● **TASK REQUIREMENTS**: How many lines in the records below hold the string "then"? Please answer with the number and nothing more.

(SUPPLIED RECORDS begins)

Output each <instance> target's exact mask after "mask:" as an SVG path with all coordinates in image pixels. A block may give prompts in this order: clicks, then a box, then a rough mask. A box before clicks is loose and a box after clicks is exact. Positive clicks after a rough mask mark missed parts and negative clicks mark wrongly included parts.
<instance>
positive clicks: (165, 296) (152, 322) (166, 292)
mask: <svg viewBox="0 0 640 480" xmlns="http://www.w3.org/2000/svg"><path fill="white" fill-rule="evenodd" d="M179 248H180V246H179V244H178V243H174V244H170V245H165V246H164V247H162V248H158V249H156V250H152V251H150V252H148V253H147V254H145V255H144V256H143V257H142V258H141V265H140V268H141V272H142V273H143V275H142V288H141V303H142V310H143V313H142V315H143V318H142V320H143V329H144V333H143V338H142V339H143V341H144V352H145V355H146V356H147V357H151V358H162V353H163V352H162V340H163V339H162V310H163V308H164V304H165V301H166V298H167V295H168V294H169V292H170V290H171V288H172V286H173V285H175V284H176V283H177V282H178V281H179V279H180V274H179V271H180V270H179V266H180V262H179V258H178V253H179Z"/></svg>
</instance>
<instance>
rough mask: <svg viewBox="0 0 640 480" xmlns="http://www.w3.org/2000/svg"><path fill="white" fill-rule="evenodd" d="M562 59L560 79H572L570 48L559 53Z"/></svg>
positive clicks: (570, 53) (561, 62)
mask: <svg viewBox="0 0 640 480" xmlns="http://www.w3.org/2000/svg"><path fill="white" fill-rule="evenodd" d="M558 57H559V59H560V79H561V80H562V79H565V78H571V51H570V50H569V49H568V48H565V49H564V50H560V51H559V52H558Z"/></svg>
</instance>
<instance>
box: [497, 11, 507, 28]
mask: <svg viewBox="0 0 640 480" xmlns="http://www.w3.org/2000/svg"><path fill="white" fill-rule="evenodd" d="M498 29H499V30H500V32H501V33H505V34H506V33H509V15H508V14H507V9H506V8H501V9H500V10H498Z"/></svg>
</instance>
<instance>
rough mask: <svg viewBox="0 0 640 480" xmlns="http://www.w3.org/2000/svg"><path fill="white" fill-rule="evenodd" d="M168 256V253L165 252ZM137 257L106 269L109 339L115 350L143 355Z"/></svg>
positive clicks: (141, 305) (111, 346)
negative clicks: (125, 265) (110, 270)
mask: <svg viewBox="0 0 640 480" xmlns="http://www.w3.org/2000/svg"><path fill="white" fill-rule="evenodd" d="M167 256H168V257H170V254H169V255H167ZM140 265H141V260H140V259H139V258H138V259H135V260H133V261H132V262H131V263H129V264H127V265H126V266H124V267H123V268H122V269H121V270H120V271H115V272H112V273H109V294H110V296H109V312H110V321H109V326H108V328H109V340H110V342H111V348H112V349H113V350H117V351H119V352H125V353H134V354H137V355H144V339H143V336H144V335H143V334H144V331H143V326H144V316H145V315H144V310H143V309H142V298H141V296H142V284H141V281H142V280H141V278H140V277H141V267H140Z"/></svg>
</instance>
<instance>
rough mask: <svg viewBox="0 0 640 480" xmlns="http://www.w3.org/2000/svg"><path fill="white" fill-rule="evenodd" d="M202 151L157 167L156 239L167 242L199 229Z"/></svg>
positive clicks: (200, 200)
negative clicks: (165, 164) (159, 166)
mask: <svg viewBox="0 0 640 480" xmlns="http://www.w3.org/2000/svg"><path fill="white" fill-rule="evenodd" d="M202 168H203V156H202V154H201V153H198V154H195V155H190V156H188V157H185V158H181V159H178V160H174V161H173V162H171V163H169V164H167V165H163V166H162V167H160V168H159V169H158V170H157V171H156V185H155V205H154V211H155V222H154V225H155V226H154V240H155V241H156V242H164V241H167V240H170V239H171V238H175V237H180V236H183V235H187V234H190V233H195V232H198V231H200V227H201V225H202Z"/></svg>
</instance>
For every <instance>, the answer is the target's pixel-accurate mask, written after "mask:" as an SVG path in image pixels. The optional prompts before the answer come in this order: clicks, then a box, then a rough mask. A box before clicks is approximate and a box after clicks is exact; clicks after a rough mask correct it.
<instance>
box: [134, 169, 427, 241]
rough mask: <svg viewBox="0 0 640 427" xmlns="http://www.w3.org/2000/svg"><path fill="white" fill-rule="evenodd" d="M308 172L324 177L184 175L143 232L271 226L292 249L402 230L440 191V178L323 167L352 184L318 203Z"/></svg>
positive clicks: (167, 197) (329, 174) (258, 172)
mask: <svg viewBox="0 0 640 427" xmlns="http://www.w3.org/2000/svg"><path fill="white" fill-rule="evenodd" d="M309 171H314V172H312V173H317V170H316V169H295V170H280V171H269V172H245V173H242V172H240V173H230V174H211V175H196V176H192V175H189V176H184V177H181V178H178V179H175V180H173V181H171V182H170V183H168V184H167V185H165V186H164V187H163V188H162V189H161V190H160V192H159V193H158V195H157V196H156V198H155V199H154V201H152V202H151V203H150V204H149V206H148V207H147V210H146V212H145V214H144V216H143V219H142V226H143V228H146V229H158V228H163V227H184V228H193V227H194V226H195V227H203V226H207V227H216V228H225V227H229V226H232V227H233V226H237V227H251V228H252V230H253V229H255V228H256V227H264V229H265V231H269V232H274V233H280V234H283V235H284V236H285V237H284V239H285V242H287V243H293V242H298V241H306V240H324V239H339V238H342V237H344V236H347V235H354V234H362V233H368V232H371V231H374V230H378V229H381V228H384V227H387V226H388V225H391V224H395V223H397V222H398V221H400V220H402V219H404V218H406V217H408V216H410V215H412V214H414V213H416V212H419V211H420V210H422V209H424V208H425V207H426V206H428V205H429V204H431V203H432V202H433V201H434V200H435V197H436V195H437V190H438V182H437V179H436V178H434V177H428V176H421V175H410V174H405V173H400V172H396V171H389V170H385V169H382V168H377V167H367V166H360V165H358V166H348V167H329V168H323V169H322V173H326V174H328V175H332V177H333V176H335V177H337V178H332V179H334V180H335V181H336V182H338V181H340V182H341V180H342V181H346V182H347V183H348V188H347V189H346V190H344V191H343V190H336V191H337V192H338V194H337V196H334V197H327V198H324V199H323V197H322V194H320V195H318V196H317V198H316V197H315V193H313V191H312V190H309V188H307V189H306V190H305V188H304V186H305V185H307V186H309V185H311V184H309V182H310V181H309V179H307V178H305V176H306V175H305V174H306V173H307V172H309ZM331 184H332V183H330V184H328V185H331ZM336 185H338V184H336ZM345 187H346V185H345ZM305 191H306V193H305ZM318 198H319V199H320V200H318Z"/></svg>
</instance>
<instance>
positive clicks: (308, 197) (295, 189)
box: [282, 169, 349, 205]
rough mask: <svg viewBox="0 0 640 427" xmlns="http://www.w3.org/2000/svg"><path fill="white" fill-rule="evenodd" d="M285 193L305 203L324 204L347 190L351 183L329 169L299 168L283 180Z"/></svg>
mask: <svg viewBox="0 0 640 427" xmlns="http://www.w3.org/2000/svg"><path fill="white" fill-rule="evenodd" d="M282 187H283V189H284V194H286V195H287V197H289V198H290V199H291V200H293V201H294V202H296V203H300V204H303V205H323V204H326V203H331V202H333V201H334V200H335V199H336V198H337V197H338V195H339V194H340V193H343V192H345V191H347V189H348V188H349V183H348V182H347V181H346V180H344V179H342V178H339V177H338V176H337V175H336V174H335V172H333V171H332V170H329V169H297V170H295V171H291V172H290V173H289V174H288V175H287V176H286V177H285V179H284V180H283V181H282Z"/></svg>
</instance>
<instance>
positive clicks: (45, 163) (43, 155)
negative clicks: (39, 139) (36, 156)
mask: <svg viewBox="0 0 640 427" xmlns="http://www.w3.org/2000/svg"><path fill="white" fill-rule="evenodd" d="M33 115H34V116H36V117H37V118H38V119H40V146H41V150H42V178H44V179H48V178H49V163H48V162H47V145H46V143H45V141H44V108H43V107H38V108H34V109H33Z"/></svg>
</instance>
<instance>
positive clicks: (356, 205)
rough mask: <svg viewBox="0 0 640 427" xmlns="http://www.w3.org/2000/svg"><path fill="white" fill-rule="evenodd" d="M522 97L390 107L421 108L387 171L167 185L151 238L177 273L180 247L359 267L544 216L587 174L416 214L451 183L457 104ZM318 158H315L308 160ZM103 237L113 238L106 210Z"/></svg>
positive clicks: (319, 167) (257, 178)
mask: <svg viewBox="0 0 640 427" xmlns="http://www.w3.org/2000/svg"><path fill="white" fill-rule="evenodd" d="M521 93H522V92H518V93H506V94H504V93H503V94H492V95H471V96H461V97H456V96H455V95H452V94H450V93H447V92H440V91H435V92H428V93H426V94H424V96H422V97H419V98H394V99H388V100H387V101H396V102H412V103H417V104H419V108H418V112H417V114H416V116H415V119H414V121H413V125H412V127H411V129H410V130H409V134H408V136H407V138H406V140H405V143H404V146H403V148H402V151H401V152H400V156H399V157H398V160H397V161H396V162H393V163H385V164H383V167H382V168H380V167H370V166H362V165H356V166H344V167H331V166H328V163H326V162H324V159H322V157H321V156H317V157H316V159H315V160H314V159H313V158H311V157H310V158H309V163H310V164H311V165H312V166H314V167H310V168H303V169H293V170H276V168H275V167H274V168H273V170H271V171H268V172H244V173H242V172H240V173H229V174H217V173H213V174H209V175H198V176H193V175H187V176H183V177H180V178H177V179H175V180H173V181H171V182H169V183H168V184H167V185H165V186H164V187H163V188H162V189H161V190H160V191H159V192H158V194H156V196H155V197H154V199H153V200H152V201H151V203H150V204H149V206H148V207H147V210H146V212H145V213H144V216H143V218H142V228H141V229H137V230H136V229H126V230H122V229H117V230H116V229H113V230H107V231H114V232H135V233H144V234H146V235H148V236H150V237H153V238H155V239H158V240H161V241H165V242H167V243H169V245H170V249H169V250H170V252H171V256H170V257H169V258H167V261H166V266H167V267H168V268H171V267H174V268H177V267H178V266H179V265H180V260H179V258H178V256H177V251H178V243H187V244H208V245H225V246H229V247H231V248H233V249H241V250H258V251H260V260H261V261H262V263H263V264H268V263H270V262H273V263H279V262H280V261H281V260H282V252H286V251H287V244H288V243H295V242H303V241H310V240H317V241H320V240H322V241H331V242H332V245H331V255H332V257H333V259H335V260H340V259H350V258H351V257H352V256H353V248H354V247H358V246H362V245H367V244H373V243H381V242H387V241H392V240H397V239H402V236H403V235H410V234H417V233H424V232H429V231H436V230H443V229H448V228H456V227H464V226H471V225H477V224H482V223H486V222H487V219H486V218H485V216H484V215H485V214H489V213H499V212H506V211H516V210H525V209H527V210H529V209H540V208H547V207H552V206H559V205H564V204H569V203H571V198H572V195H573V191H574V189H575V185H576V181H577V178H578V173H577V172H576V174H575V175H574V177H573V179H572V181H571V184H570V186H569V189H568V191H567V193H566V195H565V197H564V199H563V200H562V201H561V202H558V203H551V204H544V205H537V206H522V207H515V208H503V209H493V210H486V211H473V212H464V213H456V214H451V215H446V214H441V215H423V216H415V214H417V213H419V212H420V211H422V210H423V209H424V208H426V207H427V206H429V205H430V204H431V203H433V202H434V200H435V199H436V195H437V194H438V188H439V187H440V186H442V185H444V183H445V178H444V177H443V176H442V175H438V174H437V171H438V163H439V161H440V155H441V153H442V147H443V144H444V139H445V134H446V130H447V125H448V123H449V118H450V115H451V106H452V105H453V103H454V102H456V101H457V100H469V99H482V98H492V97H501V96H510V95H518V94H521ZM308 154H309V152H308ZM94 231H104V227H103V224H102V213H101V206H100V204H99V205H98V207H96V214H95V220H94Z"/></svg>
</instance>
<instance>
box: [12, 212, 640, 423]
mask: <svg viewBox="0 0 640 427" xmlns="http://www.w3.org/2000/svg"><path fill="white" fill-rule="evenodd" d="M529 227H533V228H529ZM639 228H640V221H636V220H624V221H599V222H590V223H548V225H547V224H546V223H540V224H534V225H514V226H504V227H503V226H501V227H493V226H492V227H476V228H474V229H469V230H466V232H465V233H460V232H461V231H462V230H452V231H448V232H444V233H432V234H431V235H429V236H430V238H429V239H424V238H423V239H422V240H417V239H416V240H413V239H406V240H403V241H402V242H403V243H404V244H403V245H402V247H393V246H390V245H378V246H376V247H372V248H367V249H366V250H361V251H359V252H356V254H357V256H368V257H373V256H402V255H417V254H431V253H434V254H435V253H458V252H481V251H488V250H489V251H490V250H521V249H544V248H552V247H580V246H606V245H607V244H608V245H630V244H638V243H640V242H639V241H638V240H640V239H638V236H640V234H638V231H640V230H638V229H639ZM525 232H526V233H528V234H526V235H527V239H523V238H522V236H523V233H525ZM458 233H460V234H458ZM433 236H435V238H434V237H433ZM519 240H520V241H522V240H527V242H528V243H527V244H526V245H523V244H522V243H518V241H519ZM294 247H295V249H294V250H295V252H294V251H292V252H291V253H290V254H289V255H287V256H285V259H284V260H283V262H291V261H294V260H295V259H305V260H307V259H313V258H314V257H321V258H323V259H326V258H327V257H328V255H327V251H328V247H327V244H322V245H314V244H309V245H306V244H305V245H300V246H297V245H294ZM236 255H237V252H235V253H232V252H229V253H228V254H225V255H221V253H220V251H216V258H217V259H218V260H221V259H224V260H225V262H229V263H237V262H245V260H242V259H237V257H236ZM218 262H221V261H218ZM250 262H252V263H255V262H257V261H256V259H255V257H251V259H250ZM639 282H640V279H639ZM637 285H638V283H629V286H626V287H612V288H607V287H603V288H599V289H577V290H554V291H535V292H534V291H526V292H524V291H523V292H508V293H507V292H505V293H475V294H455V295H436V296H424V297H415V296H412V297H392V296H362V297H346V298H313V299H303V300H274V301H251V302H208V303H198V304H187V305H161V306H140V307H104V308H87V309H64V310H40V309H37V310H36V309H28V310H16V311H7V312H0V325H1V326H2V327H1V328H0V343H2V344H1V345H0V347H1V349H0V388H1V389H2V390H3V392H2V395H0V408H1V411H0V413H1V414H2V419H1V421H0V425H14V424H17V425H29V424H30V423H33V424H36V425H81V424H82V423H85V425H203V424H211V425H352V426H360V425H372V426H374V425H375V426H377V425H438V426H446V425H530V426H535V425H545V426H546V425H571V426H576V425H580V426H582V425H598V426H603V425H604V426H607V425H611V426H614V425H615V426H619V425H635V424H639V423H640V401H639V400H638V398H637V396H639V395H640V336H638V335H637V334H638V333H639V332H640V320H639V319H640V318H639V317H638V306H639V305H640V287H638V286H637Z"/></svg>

(SUPPLIED RECORDS ends)

● **REPLY TO THE EXERCISE**: 2